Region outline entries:
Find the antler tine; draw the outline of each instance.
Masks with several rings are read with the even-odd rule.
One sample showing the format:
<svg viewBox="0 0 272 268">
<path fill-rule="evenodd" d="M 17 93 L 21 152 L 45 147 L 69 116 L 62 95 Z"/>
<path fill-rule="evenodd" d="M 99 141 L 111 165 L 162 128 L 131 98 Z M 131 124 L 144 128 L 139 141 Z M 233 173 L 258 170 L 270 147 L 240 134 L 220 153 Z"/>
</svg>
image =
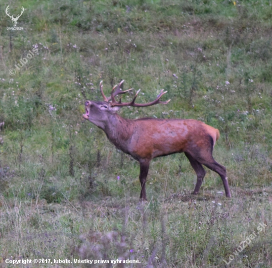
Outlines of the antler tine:
<svg viewBox="0 0 272 268">
<path fill-rule="evenodd" d="M 24 8 L 24 7 L 23 6 L 22 6 L 22 12 L 21 12 L 21 14 L 20 15 L 19 15 L 19 17 L 20 17 L 21 16 L 21 15 L 22 15 L 22 14 L 23 14 L 23 12 L 24 12 L 24 10 L 25 10 L 25 9 Z"/>
<path fill-rule="evenodd" d="M 114 99 L 114 97 L 116 97 L 116 96 L 117 96 L 117 95 L 120 95 L 121 94 L 124 94 L 127 92 L 128 91 L 130 91 L 130 90 L 132 90 L 132 88 L 130 88 L 130 89 L 125 90 L 124 91 L 122 90 L 120 90 L 121 85 L 122 85 L 122 84 L 123 84 L 123 83 L 124 83 L 124 81 L 125 80 L 122 80 L 118 85 L 116 85 L 113 87 L 113 88 L 111 91 L 111 97 L 109 99 L 109 100 L 111 99 L 111 101 L 112 103 L 115 103 L 116 102 L 116 101 Z M 120 103 L 120 100 L 119 103 Z"/>
<path fill-rule="evenodd" d="M 99 87 L 100 87 L 100 92 L 101 92 L 101 94 L 102 94 L 102 96 L 103 97 L 103 99 L 105 101 L 106 101 L 108 102 L 109 100 L 109 99 L 107 98 L 105 94 L 104 94 L 104 92 L 103 92 L 103 85 L 102 84 L 102 83 L 103 82 L 103 81 L 101 81 L 101 82 L 99 83 Z"/>
<path fill-rule="evenodd" d="M 160 99 L 163 95 L 164 95 L 165 93 L 167 93 L 167 91 L 164 91 L 163 89 L 162 89 L 160 94 L 157 97 L 157 98 L 151 102 L 148 102 L 148 103 L 135 103 L 135 100 L 136 98 L 138 95 L 138 93 L 140 92 L 140 89 L 139 89 L 134 98 L 131 102 L 124 102 L 122 103 L 121 102 L 121 99 L 119 102 L 116 102 L 116 101 L 113 102 L 111 103 L 112 106 L 134 106 L 135 107 L 144 107 L 147 106 L 151 106 L 151 105 L 154 105 L 155 104 L 167 104 L 168 102 L 170 101 L 171 100 L 168 100 L 166 101 L 161 101 Z"/>
</svg>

- Aim of the task
Please rewrite the entries, starting at the beginning and ending at the line that contains "114 99 L 114", swapping "antler tine" for "antler point" and changing nothing else. Leave the pictures out of your answer.

- Written solution
Find the antler point; draw the outline of each instance.
Masks with several rings are read with the even-odd rule.
One sample showing the format:
<svg viewBox="0 0 272 268">
<path fill-rule="evenodd" d="M 17 93 L 21 152 L 45 147 L 69 116 L 62 95 Z"/>
<path fill-rule="evenodd" d="M 99 141 L 111 165 L 162 128 L 131 98 Z M 131 124 L 144 128 L 139 141 Z M 233 173 L 258 170 L 270 147 L 240 134 L 220 153 Z"/>
</svg>
image =
Outlines of the antler point:
<svg viewBox="0 0 272 268">
<path fill-rule="evenodd" d="M 24 8 L 24 7 L 23 6 L 22 6 L 22 12 L 21 12 L 21 14 L 20 15 L 19 15 L 19 17 L 20 17 L 21 16 L 21 15 L 22 15 L 22 14 L 23 14 L 23 12 L 24 12 L 24 10 L 25 10 L 25 9 Z"/>
<path fill-rule="evenodd" d="M 114 99 L 114 97 L 116 97 L 116 96 L 117 96 L 117 95 L 120 95 L 121 94 L 124 94 L 127 92 L 128 91 L 130 91 L 130 90 L 132 90 L 132 88 L 130 88 L 130 89 L 125 90 L 124 91 L 122 90 L 120 90 L 121 85 L 122 85 L 122 84 L 123 84 L 123 83 L 124 83 L 124 81 L 125 80 L 122 80 L 118 85 L 116 85 L 113 87 L 113 88 L 111 91 L 111 97 L 109 99 L 109 100 L 111 99 L 111 101 L 112 103 L 115 103 L 116 102 L 116 101 Z M 120 103 L 120 100 L 119 103 Z"/>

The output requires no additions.